Please output the following records exactly. Leave every image out.
»»
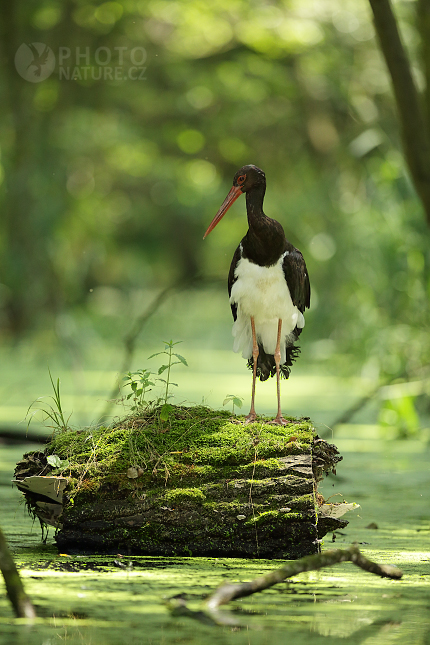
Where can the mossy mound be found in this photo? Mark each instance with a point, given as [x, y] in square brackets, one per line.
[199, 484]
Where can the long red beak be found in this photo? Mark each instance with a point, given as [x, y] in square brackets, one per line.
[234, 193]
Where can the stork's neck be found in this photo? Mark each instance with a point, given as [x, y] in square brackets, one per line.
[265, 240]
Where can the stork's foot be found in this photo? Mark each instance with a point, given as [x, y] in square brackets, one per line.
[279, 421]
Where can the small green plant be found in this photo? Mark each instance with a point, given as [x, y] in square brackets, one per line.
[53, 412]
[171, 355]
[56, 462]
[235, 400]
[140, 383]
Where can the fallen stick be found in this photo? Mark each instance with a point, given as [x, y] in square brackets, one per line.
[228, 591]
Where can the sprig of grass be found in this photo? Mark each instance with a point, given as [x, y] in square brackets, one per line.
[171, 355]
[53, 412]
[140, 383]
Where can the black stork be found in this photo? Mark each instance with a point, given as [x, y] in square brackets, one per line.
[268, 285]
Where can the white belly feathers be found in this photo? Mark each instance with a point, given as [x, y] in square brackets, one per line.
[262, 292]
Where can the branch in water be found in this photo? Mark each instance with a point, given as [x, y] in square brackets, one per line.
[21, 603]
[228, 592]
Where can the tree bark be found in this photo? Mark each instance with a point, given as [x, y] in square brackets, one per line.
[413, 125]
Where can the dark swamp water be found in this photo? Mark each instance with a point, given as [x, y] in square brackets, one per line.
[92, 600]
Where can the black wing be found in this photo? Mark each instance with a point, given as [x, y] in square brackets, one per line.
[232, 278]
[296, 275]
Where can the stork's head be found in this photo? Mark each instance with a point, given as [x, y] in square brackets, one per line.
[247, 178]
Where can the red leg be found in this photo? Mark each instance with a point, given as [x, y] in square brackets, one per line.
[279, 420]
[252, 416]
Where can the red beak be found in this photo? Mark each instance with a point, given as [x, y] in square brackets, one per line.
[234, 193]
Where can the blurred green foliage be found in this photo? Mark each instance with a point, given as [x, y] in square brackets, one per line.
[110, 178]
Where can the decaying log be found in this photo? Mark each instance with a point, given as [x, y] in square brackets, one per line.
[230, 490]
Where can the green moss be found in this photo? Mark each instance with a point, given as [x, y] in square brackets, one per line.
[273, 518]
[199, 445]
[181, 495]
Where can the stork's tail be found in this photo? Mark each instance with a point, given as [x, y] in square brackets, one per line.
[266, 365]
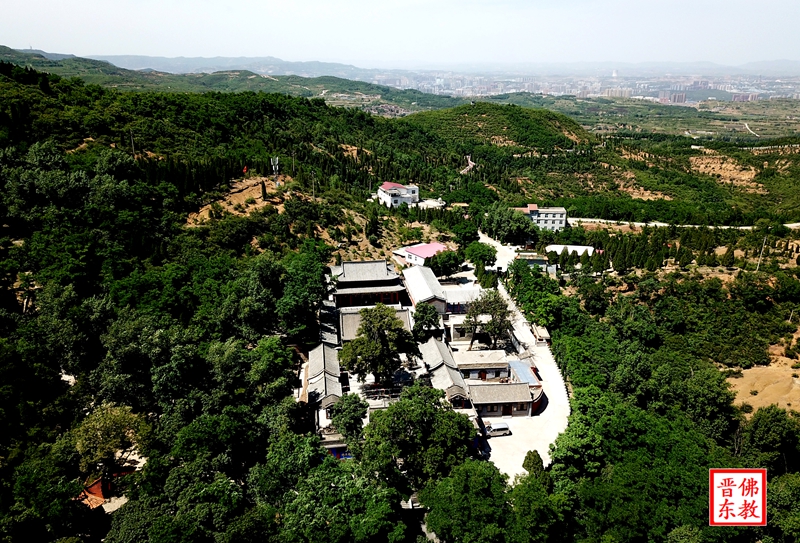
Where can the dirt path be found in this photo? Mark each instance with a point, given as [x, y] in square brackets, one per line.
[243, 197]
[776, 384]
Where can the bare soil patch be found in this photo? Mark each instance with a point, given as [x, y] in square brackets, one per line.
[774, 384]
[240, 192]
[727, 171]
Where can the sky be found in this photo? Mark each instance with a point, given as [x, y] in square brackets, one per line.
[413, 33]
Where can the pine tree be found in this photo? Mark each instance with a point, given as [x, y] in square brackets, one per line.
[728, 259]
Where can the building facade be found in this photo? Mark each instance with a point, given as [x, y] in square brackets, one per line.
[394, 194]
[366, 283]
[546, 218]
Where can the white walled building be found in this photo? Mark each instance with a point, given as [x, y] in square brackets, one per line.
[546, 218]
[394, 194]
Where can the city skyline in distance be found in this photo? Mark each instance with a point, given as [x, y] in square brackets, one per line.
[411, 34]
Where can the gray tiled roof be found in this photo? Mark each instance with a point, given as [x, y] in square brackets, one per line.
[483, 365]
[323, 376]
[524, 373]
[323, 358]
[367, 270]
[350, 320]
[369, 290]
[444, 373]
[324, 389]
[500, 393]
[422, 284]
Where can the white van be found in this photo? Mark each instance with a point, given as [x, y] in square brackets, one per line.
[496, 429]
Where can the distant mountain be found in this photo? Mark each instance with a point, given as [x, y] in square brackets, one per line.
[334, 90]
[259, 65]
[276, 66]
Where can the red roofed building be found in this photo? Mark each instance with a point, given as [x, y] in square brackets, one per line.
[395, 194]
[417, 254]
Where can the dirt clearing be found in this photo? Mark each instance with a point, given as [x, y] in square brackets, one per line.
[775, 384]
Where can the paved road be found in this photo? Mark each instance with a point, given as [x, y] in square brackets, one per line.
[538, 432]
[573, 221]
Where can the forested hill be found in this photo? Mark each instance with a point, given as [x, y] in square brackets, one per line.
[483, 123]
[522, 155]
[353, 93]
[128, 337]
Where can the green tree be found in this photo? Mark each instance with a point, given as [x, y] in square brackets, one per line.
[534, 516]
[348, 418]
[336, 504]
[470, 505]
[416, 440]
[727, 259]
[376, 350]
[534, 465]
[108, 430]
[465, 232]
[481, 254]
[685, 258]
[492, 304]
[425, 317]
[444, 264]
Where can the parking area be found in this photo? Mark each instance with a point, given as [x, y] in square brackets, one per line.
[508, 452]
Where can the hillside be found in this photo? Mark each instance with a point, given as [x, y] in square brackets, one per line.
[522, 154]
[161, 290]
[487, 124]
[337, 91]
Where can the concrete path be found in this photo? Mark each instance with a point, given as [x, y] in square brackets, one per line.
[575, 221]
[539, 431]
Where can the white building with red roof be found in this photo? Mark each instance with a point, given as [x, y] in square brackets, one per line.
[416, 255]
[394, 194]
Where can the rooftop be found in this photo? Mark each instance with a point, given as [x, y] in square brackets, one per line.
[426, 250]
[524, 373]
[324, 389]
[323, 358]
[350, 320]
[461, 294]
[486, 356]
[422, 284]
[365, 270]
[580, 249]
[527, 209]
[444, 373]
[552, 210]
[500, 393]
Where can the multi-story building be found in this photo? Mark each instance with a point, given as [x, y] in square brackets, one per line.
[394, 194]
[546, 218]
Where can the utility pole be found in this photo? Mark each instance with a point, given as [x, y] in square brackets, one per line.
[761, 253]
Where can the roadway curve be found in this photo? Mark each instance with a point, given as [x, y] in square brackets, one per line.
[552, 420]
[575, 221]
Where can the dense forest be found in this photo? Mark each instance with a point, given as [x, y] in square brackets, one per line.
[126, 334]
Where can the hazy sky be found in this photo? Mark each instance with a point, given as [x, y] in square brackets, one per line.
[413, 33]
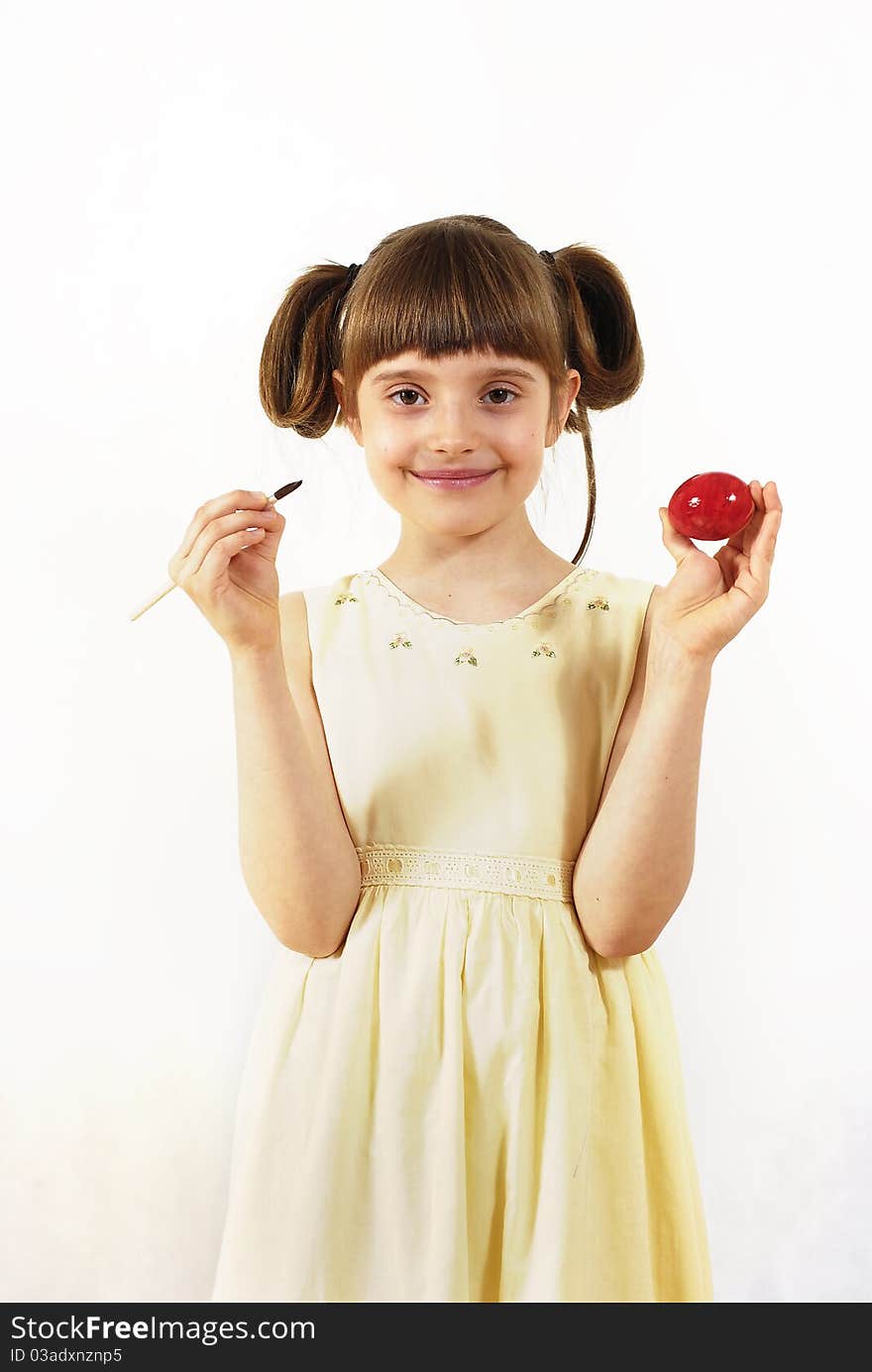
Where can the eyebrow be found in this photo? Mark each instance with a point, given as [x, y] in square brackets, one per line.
««
## Task solution
Where can the mossy mound be found in this photo? Mark each instance with a point, given as [x, y] in square brackets, one per line.
[199, 484]
Where can the long red beak be found in this photo? Mark each instance with a point, given as [x, y] in square brackets, one per line.
[234, 193]
Where can the stork's neck be found in this photo? Mark each instance with a point, given as [x, y] in square brackets, one per line.
[265, 240]
Where can the stork's foot be found in this photo? Mark each instance with a point, given as [x, y] in square brackets, one per line.
[279, 421]
Where can the small green plant be found in this photo? Mark each instance with a point, given as [x, y] in square brackets, one per line.
[53, 412]
[171, 355]
[56, 462]
[235, 400]
[140, 383]
Where can the fallen stick be found in this photo? Mark each instance with a point, given as [x, y] in square brackets, one per line.
[228, 591]
Where can the sprig of grass be found in this photo? Mark each instance with a point, given as [x, y] in square brackets, one per line.
[171, 355]
[53, 412]
[140, 383]
Where can the black stork be found in this photo? Mark each instance with a point, given as [x, y] in square brackets, one per line.
[268, 285]
Where can the white belly feathers be found in this photo? Mark each instance with a point, given as [x, y] in square brackets, one per line.
[262, 292]
Where can the branch in water be found in this photo? Mark each instance with a point, given as [x, y] in square brackets, one per line.
[21, 603]
[228, 592]
Where can the tree bark be found in this photo? Mark each instance with a point, given as [x, y] in square brackets, one per line.
[413, 125]
Where can the dark swamp water be found in this photo? Mark each instance with a point, given as [x, y] in square brackets, one per line.
[92, 600]
Where can the black wing be found in this photo? Mark each instance with a point, given as [x, y] in square brackets, one per line.
[232, 278]
[296, 275]
Where can the stork's head be found in this photo? Mark each instance with a point, given as [x, y] in square brackets, one per line.
[247, 178]
Where can the red leg be found in this photo? Mark each instance with a point, given as [x, y] in square brackets, one per line.
[279, 420]
[252, 416]
Where can the red beak be found in this photo? Mark each instance with a point, given as [x, y] in square brackets, one per line.
[234, 193]
Where can the blurred green foliage be found in this photo? Mark each instance with a point, given as [x, y] in square brackets, one per line.
[110, 178]
Where can the decaying log be found in this photo? Mark each instance with a point, given as [x, y] in square brackets, one per line.
[230, 490]
Where can the green moss be found in this photo? Mark each instance with a point, given as [x, y] in square brackets, one per line.
[273, 518]
[199, 445]
[181, 495]
Where can the stork's tail be found in this photo? Mark each instance with a point, given as [x, y] in square brackets, one per line.
[266, 365]
Where can the dirt path be found in this photo? Mark each instance with a point, given as [x, y] in square brackets, one per line.
[243, 197]
[776, 384]
Where can the bare soil patch be found in this photo? Mark each instance with a point, given as [x, y] in square brackets, one per line.
[774, 384]
[240, 192]
[727, 171]
Where can the sky be found in this photo? Mark each instance with a point, given as [x, y] in square brackets, one per line.
[413, 33]
Where can the pine tree be found in this photo? Mark each instance with a point, given as [x, y] in square brackets, one per line.
[728, 259]
Where can the building facade be found in this photo? Mark each instance with a point, given as [x, y] in square brackets, one per line.
[394, 194]
[366, 283]
[546, 218]
Where can the white walled building be found in this photo? Mark each instance with a point, given as [x, y] in square brackets, one per line.
[546, 218]
[394, 194]
Where can the city skyline in distance be found in this photo? Mark each instance with a point, given as [x, y] in square brackets, one per line.
[411, 34]
Where can the gray tiled roof be found in this photo? Mark each instance with a point, given as [x, y] in square brackets, one per line.
[483, 365]
[323, 376]
[524, 373]
[323, 358]
[367, 270]
[350, 320]
[369, 290]
[444, 373]
[324, 389]
[500, 393]
[422, 284]
Where can the white van be found in this photo? Mark each instance with a point, given as [x, y] in square brackets, one per line.
[496, 429]
Where can the distant mountain be found in this photo? Mark each instance with a point, given as [x, y] in square brackets, one per line.
[334, 90]
[259, 65]
[276, 66]
Where can the red roofed building be found in this photo? Mark each instance with a point, given as [x, y] in square brackets, one per line.
[395, 194]
[417, 254]
Where can the dirt clearing be found in this photo? Mark each instance with a point, given as [x, y] in square brackets, one per line.
[775, 384]
Where can the paved road be found in this photo? Mark each instance with a point, given as [x, y] in square brackets, one per line.
[538, 432]
[573, 221]
Where can the forested hill be found in this photo? Mark each instance with a point, given as [x, y] in square brackets, one per line.
[483, 123]
[522, 155]
[353, 93]
[128, 337]
Where can the green tree be found in this photo? Mark each instance with a point, given as [x, y] in square brackets, one per line.
[534, 516]
[348, 418]
[336, 504]
[470, 505]
[416, 440]
[727, 259]
[376, 350]
[534, 465]
[108, 430]
[465, 232]
[481, 254]
[685, 258]
[492, 304]
[425, 317]
[444, 264]
Where can the parking area be found in this photo? Mark each instance with a point, given as [x, y] in square brackets, one per line.
[508, 452]
Where can the hillside be found in this photo? Mark each instance with a point, given as [x, y] in square brackets, one per line.
[522, 154]
[161, 290]
[487, 124]
[337, 91]
Where can the concrete path be found in this photo? Mark each instance with a point, given as [x, y] in square brackets, one per line.
[575, 221]
[539, 431]
Where can the white building with red roof be found in this photo? Mark each instance with a point, given as [x, y] in square brackets, one per line.
[416, 255]
[394, 194]
Where can the rooftop be found in this photo? Mark each instance with a point, given as [x, y] in square brackets, one per line.
[426, 250]
[524, 373]
[324, 389]
[323, 358]
[350, 320]
[461, 294]
[486, 356]
[422, 284]
[365, 270]
[580, 249]
[527, 209]
[444, 373]
[552, 210]
[500, 393]
Where can the multi-story building be found in this photo? Mark each instance with a point, given as [x, y] in square brackets, one per line.
[394, 194]
[546, 218]
Where can the utility pole be found in this photo? Mark each instance with a point, given as [x, y] in square brackets, one per line.
[761, 253]
Where can the roadway curve be found in this photo? Mark each instance with a point, given as [x, y] in square brackets, one per line.
[552, 420]
[575, 221]
Where can the dense forest be found in this photo? Mark each instance with a point, given as [x, y] in square brackets, one per line.
[126, 334]
Where can the hazy sky be found in this photo? Mark each instance with a point, given as [x, y] in square brackets, one per line.
[413, 33]
Where can the eyebrow be found in this photo? Mark each instance with a point, given as [x, y] in square brackets, one per line.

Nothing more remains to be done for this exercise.